Spark1.3从创建到提交：2)spark-submit和SparkContext源码分析

spark-sumit脚本

假如Spark提交的命令如下:

bin/spark-submit --jar lib/spark-examples-1.3.1-hadoop2.6.0.jar --class cn.spark.WordCount  --master spark://master:7077 --executor-memory 2g --total-executor-cores 4

其shell脚本的核心执行语句：

exec "$SPARK_HOME"/bin/spark-class org.apache.spark.deploy.SparkSubmit "${ORIG_ARGS[@]}"

和上一节的Master节点的启动一样，它最最终也调用了spark-class

exec "$RUNNER" -cp "$CLASSPATH" $JAVA_OPTS "$@"

org.apache.spark.deploy.SparkSubmit

先看下其伴生对象的main方法

def main(args: Array[String]): Unit = {
val appArgs = new SparkSubmitArguments(args)
if (appArgs.verbose) {
printStream.println(appArgs)
}
appArgs.action match {
case SparkSubmitAction.SUBMIT => submit(appArgs)
case SparkSubmitAction.KILL => kill(appArgs)
case SparkSubmitAction.REQUEST_STATUS => requestStatus(appArgs)

====

练习题目: 把上面讲 spark-submit 源码的文章从停下的地方接着往下写。 后面这些行是另外的材料，和上面讲 spark-submit 源码的文章无关。

====

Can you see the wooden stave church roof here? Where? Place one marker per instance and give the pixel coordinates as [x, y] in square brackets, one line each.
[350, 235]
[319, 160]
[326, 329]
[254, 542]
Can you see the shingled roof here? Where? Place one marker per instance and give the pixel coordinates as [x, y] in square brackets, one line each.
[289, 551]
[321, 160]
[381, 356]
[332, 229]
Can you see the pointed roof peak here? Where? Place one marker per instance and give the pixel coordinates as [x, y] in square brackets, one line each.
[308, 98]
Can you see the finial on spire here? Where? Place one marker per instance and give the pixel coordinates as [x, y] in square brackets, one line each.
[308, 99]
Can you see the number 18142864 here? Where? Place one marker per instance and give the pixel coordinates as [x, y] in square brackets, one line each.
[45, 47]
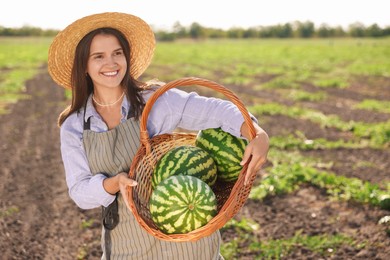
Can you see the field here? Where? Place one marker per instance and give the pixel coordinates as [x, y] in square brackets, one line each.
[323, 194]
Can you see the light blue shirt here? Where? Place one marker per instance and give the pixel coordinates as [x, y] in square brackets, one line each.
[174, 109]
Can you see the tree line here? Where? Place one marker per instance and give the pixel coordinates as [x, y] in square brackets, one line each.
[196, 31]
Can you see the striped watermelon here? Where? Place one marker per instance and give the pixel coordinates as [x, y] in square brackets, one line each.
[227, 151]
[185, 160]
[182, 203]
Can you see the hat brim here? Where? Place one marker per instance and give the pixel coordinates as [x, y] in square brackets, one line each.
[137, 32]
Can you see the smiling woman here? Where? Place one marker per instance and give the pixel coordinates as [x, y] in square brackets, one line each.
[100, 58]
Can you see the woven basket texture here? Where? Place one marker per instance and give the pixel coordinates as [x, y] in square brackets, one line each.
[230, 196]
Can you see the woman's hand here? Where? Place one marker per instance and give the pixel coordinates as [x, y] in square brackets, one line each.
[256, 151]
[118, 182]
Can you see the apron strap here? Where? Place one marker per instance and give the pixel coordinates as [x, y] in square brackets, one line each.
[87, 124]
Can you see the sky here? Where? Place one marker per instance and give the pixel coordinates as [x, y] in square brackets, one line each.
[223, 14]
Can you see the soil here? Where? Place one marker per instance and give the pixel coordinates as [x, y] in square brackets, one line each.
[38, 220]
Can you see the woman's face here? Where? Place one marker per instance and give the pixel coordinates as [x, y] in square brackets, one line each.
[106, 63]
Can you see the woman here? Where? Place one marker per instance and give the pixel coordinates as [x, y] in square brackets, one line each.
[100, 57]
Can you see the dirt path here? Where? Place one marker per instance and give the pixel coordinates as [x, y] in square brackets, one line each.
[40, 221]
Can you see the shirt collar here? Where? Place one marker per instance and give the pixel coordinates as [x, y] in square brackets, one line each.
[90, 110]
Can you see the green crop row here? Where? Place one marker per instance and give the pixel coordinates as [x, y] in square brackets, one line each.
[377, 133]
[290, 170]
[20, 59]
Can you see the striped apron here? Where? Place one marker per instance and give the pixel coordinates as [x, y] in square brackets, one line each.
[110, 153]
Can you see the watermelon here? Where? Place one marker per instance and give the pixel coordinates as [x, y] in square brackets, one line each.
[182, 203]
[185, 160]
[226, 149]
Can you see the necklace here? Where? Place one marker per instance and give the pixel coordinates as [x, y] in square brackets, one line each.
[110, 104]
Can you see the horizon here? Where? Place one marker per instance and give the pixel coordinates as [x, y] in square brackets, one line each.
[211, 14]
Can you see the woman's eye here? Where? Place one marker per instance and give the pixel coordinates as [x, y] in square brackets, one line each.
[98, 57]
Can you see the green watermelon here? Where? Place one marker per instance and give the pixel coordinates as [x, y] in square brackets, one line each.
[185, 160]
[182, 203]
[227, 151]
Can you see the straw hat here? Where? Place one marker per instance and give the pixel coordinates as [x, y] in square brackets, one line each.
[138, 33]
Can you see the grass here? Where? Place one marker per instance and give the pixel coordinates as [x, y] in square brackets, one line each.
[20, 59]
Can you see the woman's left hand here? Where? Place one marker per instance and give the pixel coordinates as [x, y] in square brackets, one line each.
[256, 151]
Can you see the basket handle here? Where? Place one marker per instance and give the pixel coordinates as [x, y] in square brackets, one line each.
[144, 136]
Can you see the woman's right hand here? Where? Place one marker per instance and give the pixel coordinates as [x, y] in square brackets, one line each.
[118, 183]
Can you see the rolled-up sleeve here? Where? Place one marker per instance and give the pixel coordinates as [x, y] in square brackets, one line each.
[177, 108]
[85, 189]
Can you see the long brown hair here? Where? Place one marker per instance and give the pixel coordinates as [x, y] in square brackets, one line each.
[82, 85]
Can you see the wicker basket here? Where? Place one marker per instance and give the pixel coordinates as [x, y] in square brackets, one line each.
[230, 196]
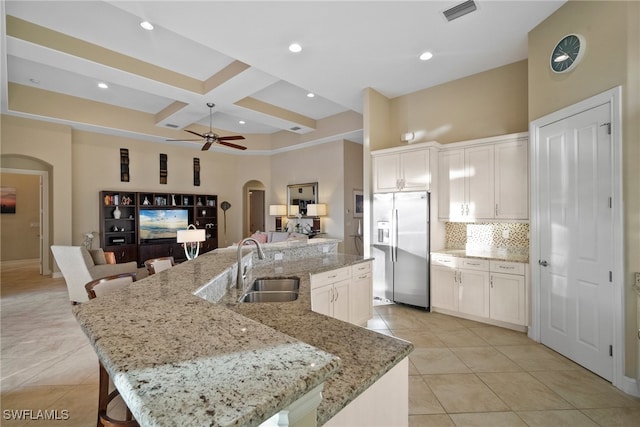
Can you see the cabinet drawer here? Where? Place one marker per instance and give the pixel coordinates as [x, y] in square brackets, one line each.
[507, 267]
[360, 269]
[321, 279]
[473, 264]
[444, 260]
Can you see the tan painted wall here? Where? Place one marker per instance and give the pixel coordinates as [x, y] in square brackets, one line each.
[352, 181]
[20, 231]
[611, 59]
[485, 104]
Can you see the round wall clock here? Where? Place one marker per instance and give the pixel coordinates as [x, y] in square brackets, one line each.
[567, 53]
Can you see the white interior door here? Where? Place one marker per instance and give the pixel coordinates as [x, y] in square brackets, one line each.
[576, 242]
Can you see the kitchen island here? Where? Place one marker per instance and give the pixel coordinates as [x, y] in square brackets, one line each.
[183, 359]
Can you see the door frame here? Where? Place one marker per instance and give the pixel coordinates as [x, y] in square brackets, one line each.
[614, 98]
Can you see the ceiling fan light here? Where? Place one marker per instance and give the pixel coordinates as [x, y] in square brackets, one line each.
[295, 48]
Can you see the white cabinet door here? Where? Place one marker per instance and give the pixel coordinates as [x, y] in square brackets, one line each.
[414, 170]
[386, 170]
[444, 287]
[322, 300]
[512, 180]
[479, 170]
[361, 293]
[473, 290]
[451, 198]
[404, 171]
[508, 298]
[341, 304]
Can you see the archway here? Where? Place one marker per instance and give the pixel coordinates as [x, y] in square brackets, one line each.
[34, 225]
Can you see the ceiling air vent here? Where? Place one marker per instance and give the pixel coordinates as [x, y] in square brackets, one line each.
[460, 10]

====

回答:
}
}

通过参数识别出操作是提交Action,调用submit(appArgs)方法，在里面最终调用了一个比较重要的函数runMain

private def runMain(
childArgs: Seq[String],
childClasspath: Seq[String],
sysProps: Map[String, String],
childMainClass: String,
verbose: Boolean): Unit = {
/* only keep the core codes */
//childMainClass就是前面spark-sumit中的--class  cn.spark.WordCount
mainClass = Class.forName(childMainClass, true, loader);
//获得WordCount类中的main方法
val mainMethod = mainClass.getMethod("main", new Array[String](0).getClass)
//触发了WordCount.main方法
mainMethod.invoke(null, childArgs.toArray)
}

上面的代码运行后，通过反射机制，我们定义的代码被执行了，比如我的写的WordCount如下：

object WordCount {
def main(args: Array[String]): Unit = {
val conf=new SparkConf()
val sc=new SparkContext(conf)
val rdd=sc.textFile("/tmp/word.txt");
val rdd1=rdd.flatMap(_.split("\\s")).map((_,1)).reduceByKey(_+_)
rdd.collect()
sc.stop()
}
}

SparkContext

SparkContext是进入Spark的唯一入口，在SparkContext被初始化的时候主要做了如下的事情 

private[spark] val env = createSparkEnv(conf, isLocal, listenerBus)
private[spark] var (schedulerBackend, taskScheduler) =SparkContext.createTaskScheduler(this, master)
@volatile private[spark] var dagScheduler: DAGScheduler = _
dagScheduler = new DAGScheduler(this)
taskScheduler.start()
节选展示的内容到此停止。